Task details: In the following listing, find the lines containing "covered" and report them.

Records provided:
----------------------------------------

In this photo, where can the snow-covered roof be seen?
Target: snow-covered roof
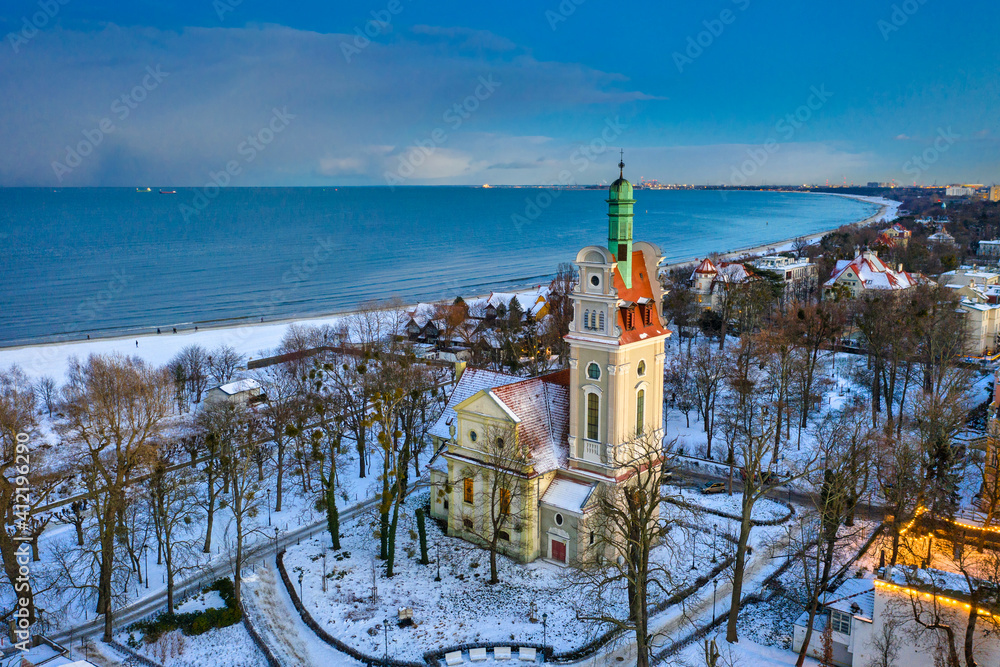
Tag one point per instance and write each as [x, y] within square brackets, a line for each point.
[530, 301]
[422, 313]
[706, 267]
[474, 380]
[855, 597]
[872, 272]
[732, 273]
[239, 386]
[565, 494]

----------------------------------------

Result for this task:
In this photo, where can the snow-covered roof be seen?
Target: snow-covered roof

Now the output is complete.